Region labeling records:
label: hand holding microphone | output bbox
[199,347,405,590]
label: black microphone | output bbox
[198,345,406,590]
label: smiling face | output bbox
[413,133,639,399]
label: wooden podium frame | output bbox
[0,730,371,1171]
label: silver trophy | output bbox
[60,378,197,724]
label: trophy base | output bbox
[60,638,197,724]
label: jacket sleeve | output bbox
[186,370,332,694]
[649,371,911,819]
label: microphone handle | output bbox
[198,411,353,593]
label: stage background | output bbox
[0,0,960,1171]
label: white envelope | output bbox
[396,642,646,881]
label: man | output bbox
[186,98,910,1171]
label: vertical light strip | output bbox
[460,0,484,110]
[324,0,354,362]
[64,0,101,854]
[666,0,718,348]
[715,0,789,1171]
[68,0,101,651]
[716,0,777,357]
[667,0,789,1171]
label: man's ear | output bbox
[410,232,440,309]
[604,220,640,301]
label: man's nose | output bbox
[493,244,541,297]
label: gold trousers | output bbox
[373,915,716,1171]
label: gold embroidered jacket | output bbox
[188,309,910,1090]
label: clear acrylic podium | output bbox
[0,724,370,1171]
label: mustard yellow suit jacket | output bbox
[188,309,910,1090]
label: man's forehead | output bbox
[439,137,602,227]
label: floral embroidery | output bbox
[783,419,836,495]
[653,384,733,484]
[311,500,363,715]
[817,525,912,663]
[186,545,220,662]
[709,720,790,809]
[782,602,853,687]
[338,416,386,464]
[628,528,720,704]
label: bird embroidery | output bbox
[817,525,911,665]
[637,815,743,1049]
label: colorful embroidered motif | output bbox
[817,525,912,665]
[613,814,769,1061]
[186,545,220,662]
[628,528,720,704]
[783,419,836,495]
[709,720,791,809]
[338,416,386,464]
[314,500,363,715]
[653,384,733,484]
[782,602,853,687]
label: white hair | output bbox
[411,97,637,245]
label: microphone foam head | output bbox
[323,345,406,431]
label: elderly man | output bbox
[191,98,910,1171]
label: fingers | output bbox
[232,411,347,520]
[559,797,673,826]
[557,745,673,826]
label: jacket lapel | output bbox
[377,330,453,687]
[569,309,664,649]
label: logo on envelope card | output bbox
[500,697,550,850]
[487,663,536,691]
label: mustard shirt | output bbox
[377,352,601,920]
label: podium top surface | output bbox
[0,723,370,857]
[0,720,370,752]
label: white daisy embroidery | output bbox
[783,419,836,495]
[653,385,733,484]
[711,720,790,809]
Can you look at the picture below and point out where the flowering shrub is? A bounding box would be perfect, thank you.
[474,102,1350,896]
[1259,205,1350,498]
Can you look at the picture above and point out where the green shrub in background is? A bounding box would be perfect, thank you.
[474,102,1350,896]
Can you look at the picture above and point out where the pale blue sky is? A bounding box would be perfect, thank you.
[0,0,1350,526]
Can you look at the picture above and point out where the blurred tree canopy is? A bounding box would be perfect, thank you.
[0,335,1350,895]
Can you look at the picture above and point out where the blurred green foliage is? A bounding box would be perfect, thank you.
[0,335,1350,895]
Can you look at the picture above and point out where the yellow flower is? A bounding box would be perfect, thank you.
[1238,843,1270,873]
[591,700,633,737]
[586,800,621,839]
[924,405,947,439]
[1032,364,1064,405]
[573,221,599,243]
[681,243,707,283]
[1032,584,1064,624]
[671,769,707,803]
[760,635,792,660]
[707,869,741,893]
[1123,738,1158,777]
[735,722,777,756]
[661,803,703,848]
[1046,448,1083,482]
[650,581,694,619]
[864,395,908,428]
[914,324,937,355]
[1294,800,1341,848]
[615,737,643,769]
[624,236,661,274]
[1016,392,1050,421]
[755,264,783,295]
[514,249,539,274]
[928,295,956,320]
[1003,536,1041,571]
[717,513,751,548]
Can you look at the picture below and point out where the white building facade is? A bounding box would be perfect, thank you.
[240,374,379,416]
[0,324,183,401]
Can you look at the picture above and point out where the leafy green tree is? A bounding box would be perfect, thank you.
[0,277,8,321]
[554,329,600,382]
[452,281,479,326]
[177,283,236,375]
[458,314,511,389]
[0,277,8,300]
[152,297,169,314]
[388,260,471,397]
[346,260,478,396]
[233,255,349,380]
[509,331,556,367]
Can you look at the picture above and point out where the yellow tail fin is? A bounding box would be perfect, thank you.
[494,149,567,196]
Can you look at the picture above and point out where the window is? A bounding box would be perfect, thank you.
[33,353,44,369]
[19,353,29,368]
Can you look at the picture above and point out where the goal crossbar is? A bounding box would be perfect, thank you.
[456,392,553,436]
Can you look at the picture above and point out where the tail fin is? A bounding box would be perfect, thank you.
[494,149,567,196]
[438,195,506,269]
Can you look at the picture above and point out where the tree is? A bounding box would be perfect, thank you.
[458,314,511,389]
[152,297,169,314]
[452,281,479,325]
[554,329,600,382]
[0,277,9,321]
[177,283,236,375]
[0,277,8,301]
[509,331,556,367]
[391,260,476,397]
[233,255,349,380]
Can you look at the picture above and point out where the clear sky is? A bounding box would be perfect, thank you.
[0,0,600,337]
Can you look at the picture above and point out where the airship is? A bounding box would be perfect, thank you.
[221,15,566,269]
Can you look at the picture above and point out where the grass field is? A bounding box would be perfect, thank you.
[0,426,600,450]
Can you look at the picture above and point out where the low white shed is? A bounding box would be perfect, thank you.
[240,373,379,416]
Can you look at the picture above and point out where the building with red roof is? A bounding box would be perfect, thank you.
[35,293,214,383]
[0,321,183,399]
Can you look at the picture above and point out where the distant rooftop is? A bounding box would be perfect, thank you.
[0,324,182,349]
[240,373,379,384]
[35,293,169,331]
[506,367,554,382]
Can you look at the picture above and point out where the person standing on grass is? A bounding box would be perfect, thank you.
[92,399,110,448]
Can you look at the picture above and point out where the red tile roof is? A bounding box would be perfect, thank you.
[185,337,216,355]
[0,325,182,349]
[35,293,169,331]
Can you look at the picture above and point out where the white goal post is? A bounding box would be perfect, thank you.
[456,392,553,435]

◆ **Work to be completed**
How many lines of the material above contain the word "envelope"? Reply with the number alone.

◆ **Output for this task**
2